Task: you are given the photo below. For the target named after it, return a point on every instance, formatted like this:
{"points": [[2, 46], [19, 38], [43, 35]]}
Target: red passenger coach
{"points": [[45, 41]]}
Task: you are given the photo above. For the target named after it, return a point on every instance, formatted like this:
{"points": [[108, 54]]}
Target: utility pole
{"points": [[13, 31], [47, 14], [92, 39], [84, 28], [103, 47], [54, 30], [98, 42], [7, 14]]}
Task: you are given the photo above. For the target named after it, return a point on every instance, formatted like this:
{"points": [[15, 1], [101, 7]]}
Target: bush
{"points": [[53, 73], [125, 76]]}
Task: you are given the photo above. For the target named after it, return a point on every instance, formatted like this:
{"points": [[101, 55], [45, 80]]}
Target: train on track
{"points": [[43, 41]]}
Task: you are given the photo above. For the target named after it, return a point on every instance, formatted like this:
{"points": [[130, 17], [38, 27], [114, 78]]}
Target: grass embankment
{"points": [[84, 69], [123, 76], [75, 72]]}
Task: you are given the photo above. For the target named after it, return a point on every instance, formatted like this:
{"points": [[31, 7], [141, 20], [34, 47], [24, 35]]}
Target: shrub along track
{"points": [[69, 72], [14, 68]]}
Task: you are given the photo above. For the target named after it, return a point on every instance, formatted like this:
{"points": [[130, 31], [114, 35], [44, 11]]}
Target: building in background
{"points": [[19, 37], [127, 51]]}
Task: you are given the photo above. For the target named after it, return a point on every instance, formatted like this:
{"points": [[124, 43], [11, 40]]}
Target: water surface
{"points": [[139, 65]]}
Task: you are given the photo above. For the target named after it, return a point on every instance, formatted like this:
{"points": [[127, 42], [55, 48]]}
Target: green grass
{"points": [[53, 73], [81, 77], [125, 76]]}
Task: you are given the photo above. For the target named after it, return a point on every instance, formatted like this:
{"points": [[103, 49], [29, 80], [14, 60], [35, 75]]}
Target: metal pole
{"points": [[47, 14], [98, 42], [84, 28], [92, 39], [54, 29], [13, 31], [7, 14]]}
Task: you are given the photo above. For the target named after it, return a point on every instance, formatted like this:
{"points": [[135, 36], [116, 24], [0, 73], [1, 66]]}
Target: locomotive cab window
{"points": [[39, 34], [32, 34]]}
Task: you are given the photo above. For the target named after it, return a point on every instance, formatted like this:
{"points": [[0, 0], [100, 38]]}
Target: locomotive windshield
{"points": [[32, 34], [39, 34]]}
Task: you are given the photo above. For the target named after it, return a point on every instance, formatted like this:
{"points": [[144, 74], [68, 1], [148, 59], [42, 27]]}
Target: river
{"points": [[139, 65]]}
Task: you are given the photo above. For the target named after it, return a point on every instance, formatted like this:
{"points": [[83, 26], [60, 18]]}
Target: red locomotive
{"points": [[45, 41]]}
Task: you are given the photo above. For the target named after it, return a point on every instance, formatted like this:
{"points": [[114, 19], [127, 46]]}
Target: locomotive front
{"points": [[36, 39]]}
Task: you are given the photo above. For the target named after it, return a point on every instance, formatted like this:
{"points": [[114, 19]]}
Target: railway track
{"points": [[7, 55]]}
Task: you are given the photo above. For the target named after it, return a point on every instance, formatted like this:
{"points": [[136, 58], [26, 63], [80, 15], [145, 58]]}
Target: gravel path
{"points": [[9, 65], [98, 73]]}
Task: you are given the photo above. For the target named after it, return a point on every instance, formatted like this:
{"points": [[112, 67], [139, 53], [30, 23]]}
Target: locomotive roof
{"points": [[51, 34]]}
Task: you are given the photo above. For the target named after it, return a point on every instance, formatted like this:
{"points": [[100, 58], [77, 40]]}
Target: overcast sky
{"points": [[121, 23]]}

· · · · · · ·

> [Goal]:
Please set down the whole listing above without altering a single line.

> [Response]:
Task: you are given the photo below. For the target named after it, return a point on every instance, formatted like this:
{"points": [[2, 46], [19, 38], [43, 35]]}
Target: red passenger coach
{"points": [[45, 41]]}
Task: you are given the photo above. For the target named after it, return a point on every instance, formatted like this:
{"points": [[108, 54]]}
Target: utility pole
{"points": [[13, 31], [47, 14], [92, 39], [84, 28], [103, 47], [54, 30], [98, 42], [7, 14]]}
Task: you are given the photo above. For the target named after it, return a point on every instance, formatted like this:
{"points": [[15, 1], [101, 7]]}
Target: bush
{"points": [[53, 73], [125, 76]]}
Task: you are given the photo above. For the target named after it, return a point on every instance, formatted like this:
{"points": [[101, 55], [45, 80]]}
Target: train on track
{"points": [[43, 41]]}
Task: you are given the photo above. For the target named after it, return a point on every instance, formatted like this:
{"points": [[130, 17], [38, 27], [114, 78]]}
Target: grass embankment
{"points": [[84, 69], [123, 76], [75, 72]]}
Task: you are given the photo above. For the target named after it, return a point on every instance, formatted like this:
{"points": [[31, 7], [141, 20], [34, 47], [24, 35]]}
Target: shrub along track
{"points": [[69, 72], [14, 68]]}
Task: you are given the photo above. For the target named after it, return a point on every instance, formatted like this:
{"points": [[130, 31], [114, 35], [44, 11]]}
Target: building in background
{"points": [[19, 37], [127, 51]]}
Task: you are given the photo above. For the target named after it, return a point on every instance, formatted like this:
{"points": [[124, 43], [11, 40]]}
Target: water surface
{"points": [[139, 65]]}
Task: you are given the photo above. For the target named after it, return a point on every instance, formatted like this:
{"points": [[127, 42], [55, 48]]}
Target: green grass
{"points": [[53, 73], [81, 77], [125, 76]]}
Task: you are given the photo above. For the target named after it, return a point on every instance, formatted like this:
{"points": [[103, 49], [29, 80], [14, 60], [35, 75]]}
Target: metal pole
{"points": [[47, 14], [98, 42], [84, 28], [92, 39], [54, 29], [13, 31], [7, 14]]}
Task: you are given the photo above. For the target named after it, return a point on every instance, formatted like this:
{"points": [[135, 36], [116, 24], [0, 73], [1, 66]]}
Target: locomotive cab window
{"points": [[39, 34], [32, 34]]}
Task: you are given the photo above. For the target named after it, return a point on every instance, formatted like this:
{"points": [[0, 0], [100, 38]]}
Target: locomotive windshield
{"points": [[32, 34], [39, 34]]}
Task: you are given the photo above. For the target named after it, return a point on every instance, formatted like this:
{"points": [[144, 74], [68, 1], [148, 59], [42, 27]]}
Target: river
{"points": [[139, 65]]}
Task: you are given the photo above. For the target named after it, return a point on every instance, formatted like this:
{"points": [[83, 26], [60, 18]]}
Target: red locomotive
{"points": [[45, 41]]}
Task: you are given the photo above. For the target named after it, return a point on every instance, formatted like this:
{"points": [[114, 19], [127, 46]]}
Target: locomotive front
{"points": [[36, 39]]}
Task: you are given the photo above. For the target named after it, return a point on every instance, formatted like this:
{"points": [[114, 19]]}
Target: railway track
{"points": [[7, 55]]}
Task: you are given the photo above. For the target named after it, return a point on every instance, formatted like this:
{"points": [[136, 58], [26, 63], [80, 15], [145, 58]]}
Target: gravel path
{"points": [[9, 65], [98, 73]]}
Task: you are given the photo above. For the target named after it, return a point on every instance, formatted like this:
{"points": [[112, 67], [139, 53], [30, 23]]}
Target: locomotive roof
{"points": [[51, 34]]}
Task: you are given the photo above. For the target named after it, return a point on every instance, formatted like this:
{"points": [[100, 58], [77, 40]]}
Target: overcast sky
{"points": [[121, 23]]}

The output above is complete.